> **STATED TASK**: Only the lines from the one containing "the child in" to the end of the entries should be written out, each exactly as it stands, both ends included.
-------- TASK DATA
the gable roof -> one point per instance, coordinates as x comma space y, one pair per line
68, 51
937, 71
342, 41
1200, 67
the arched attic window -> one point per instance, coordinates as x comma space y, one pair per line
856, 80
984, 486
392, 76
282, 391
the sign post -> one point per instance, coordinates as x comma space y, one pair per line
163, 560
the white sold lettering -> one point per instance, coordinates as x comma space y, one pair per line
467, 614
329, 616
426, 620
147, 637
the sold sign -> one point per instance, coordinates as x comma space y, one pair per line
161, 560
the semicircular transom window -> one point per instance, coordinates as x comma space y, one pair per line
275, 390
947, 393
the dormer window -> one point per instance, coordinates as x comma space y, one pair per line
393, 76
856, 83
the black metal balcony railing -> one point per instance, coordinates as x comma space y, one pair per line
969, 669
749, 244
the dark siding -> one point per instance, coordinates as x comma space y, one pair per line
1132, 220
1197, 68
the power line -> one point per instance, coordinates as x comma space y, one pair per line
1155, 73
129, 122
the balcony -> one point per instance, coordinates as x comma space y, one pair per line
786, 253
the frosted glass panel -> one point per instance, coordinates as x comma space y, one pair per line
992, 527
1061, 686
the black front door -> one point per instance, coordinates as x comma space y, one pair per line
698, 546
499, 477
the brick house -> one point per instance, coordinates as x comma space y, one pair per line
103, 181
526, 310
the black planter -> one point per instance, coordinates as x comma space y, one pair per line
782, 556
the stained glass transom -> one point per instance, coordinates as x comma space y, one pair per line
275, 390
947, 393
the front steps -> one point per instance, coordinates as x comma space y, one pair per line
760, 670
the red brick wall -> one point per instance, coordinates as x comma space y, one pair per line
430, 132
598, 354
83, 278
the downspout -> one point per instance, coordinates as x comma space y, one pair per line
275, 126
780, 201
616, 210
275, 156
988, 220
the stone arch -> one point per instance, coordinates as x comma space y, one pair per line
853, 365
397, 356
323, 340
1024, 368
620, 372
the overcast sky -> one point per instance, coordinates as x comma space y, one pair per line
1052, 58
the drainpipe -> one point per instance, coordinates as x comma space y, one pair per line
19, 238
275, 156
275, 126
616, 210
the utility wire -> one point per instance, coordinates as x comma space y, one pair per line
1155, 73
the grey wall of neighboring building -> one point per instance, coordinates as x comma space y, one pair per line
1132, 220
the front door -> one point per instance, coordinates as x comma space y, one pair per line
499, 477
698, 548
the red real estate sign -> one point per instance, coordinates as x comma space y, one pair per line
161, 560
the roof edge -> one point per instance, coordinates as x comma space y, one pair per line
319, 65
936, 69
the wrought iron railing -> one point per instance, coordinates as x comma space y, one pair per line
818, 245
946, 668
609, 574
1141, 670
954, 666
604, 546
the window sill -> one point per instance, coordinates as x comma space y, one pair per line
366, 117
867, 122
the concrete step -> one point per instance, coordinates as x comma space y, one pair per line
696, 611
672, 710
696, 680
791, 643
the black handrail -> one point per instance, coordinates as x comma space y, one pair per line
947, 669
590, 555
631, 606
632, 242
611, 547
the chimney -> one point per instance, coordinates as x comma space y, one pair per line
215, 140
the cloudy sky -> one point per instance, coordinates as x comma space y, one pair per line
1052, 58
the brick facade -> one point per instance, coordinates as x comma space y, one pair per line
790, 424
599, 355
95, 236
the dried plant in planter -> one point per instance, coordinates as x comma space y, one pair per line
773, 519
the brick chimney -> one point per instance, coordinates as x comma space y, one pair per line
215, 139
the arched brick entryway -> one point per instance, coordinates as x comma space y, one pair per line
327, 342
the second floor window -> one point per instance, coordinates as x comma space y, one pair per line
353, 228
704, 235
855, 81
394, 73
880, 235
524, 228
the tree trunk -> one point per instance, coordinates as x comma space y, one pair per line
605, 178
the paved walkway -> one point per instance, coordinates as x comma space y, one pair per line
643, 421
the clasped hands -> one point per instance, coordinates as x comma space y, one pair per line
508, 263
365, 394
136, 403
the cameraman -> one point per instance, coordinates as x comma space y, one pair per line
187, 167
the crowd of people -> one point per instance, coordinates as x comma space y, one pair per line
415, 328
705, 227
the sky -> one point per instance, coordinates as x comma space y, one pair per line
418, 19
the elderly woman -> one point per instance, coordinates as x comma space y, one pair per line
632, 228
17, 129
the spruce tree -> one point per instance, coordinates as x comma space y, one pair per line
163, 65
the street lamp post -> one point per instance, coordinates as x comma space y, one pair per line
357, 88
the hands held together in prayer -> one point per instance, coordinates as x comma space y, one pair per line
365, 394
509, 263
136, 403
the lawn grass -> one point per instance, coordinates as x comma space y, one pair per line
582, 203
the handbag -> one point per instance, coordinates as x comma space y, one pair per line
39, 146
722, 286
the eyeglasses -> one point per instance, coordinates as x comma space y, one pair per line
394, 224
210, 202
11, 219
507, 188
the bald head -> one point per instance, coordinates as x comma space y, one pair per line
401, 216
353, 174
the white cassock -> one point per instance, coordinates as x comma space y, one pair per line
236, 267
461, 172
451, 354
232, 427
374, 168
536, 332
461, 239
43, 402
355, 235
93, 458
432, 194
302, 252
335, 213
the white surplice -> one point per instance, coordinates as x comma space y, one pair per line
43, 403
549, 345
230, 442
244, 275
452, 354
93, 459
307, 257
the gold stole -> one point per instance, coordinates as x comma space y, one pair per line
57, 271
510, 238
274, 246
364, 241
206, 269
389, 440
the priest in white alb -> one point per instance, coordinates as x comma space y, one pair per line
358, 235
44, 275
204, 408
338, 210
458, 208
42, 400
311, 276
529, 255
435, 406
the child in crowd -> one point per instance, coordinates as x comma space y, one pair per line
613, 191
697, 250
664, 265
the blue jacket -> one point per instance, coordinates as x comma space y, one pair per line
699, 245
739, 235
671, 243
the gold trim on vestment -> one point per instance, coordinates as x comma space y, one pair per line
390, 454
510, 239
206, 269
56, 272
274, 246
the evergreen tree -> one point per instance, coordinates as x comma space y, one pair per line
----------------
> **SOLUTION FOR THIS TASK**:
the child in crowd -> one point per instance, coordinates as x comma space y, one pair per line
613, 191
697, 250
664, 265
the blue jacket -> one point per instance, coordinates as x comma space y, one pair per line
699, 245
739, 235
671, 243
the gold trim on vestment -> one point per instance, coordinates as x comma space y, one pair per line
390, 454
510, 239
206, 269
56, 272
274, 246
the evergreen tree -> one point per instance, coordinates as x comma space y, one pair per line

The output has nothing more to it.